---- ENTRIES SUPPLIED

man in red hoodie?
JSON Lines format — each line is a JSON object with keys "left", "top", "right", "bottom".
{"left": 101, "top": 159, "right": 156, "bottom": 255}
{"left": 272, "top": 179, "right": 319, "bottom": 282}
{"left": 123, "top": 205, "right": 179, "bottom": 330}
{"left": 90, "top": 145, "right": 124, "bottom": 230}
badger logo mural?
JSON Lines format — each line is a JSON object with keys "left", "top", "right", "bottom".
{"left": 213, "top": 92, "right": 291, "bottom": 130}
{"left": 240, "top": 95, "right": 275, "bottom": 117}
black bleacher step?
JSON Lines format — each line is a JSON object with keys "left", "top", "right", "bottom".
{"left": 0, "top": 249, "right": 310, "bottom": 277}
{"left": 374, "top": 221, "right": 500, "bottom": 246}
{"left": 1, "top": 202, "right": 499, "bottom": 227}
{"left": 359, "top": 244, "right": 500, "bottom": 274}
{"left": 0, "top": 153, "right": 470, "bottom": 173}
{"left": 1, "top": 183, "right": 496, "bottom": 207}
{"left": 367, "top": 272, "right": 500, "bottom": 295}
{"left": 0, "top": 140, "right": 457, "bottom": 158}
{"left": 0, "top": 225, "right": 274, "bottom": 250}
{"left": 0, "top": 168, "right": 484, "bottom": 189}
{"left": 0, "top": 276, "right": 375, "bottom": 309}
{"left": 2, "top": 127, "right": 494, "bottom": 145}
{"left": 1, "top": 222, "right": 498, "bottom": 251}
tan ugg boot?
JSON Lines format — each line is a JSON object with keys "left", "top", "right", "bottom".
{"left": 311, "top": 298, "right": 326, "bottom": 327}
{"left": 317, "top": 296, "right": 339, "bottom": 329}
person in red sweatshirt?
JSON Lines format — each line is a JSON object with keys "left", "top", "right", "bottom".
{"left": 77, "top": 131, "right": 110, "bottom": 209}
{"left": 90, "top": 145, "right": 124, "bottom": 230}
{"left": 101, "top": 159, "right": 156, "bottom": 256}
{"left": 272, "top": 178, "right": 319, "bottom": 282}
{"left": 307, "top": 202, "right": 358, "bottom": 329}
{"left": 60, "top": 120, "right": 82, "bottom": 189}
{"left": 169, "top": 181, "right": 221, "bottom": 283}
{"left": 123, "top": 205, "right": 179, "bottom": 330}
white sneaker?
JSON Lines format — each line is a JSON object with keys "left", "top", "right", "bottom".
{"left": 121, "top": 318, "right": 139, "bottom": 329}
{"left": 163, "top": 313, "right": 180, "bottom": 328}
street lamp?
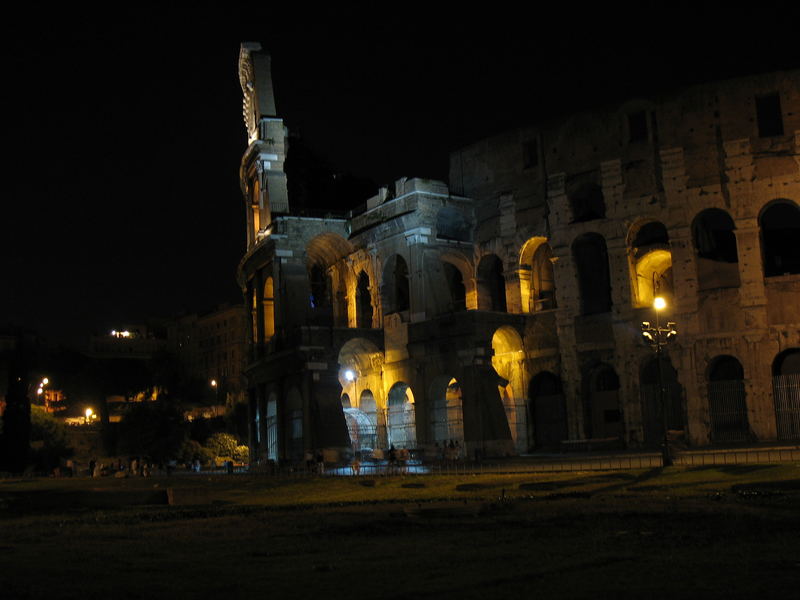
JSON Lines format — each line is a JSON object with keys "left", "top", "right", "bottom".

--------

• _ACTIVITY_
Copy out exactly the lines that begin at the line with "white sneaker?" and end at the final line of the entries above. Leave out the pictures.

• _EXPECTED ANSWER_
white sneaker?
JSON Lines format — each line is a JSON object with keys "left", "top", "right", "bottom".
{"left": 121, "top": 318, "right": 139, "bottom": 329}
{"left": 163, "top": 313, "right": 180, "bottom": 328}
street lamp?
JSON Lines format — each line is a JSON object with keys "left", "top", "right", "bottom".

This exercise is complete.